- Data for the task -
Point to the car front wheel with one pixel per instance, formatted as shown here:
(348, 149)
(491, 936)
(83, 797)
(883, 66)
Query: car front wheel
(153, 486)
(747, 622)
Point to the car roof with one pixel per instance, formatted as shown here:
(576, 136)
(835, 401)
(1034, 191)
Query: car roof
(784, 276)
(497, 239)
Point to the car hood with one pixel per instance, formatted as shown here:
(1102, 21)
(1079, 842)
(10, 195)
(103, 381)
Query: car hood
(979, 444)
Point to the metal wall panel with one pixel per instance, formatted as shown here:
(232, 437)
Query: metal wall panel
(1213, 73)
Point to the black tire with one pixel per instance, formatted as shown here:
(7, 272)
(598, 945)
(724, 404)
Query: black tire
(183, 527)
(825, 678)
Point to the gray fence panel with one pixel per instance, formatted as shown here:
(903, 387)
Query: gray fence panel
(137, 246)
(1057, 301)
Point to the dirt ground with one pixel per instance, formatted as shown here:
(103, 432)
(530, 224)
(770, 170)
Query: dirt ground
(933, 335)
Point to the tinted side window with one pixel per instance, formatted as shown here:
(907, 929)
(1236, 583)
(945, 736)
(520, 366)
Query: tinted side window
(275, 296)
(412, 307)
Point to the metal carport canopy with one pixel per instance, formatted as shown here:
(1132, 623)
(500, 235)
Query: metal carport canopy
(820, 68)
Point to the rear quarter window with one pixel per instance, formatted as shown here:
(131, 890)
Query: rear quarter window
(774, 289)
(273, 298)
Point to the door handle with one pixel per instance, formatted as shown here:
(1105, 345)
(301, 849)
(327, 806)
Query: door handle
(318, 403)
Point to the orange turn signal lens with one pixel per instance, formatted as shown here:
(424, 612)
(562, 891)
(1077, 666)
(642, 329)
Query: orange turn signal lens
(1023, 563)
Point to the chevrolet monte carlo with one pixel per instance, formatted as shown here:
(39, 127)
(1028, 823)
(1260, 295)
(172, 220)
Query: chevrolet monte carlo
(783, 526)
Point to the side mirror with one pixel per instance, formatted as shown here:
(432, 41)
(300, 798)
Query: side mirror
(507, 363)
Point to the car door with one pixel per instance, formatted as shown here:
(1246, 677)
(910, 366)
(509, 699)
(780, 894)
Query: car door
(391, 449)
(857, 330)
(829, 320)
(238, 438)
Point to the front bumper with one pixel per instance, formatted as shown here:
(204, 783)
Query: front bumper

- Exercise directions -
What is needed is a verbatim copy of the data, complete from first line to last.

- Task answer -
Point to the car front wheel with one pixel per instance, formatted as shown here:
(348, 149)
(491, 936)
(83, 797)
(883, 66)
Query: car front wheel
(153, 486)
(747, 622)
Point to the car roof with one pixel per instance, formatted as shown here:
(576, 136)
(835, 401)
(1034, 191)
Query: car roof
(784, 276)
(497, 239)
Point to the car hood with one pixel per instance, formatted as shown here:
(1102, 21)
(1079, 842)
(10, 195)
(103, 381)
Query: car hood
(979, 444)
Point to the metal wall panel with one pixel per instance, formatted as shown here:
(232, 437)
Query: metal wall panel
(1213, 73)
Point to the black tire with one pixel per instance, formatted as shown here:
(7, 272)
(598, 945)
(724, 404)
Query: black tire
(183, 527)
(825, 678)
Point to the gray fence panel with one pixel per instance, formatted as shown here:
(903, 387)
Query: gray fence panel
(137, 246)
(1057, 301)
Point to the dirt ground with one pixel per instance, formatted as shown here:
(103, 432)
(530, 224)
(770, 170)
Query: dirt ground
(933, 335)
Point to the tinted side window with one pixel per instance, formatted as shown here:
(907, 929)
(1236, 583)
(945, 736)
(520, 366)
Query: tinted side window
(275, 296)
(412, 307)
Point to the metal carport canopy with one pixel per instance, formatted as shown here:
(1132, 623)
(500, 235)
Query: metal carport canopy
(820, 68)
Point to the rear quarter window with one pixel per instance, formatted as shown here:
(131, 890)
Query: rear quarter window
(774, 289)
(273, 298)
Point to the door handle with one pixel per instance, formatted as shown here:
(1105, 345)
(301, 849)
(327, 806)
Query: door handle
(318, 403)
Point to the orange turn signal lens with one pixel per instance, formatted as shown here:
(424, 612)
(562, 891)
(1077, 666)
(642, 329)
Query: orange turn signal lens
(1023, 563)
Point to the chevrolet monte carlo with one pixel per instance, formatted as shown here:
(39, 127)
(1028, 823)
(1260, 295)
(172, 220)
Query: chevrolet monte carlo
(783, 526)
Point to the side mirror with one pixel per instance, formatted as shown here:
(432, 41)
(300, 798)
Query: side mirror
(507, 363)
Point to the car door with one pixel per instance, formatted as shown here:
(1246, 677)
(910, 366)
(509, 699)
(780, 894)
Query: car door
(391, 449)
(857, 330)
(829, 320)
(238, 438)
Point to the front bumper with one pixel per instance, formatted as shown here:
(204, 783)
Query: front bumper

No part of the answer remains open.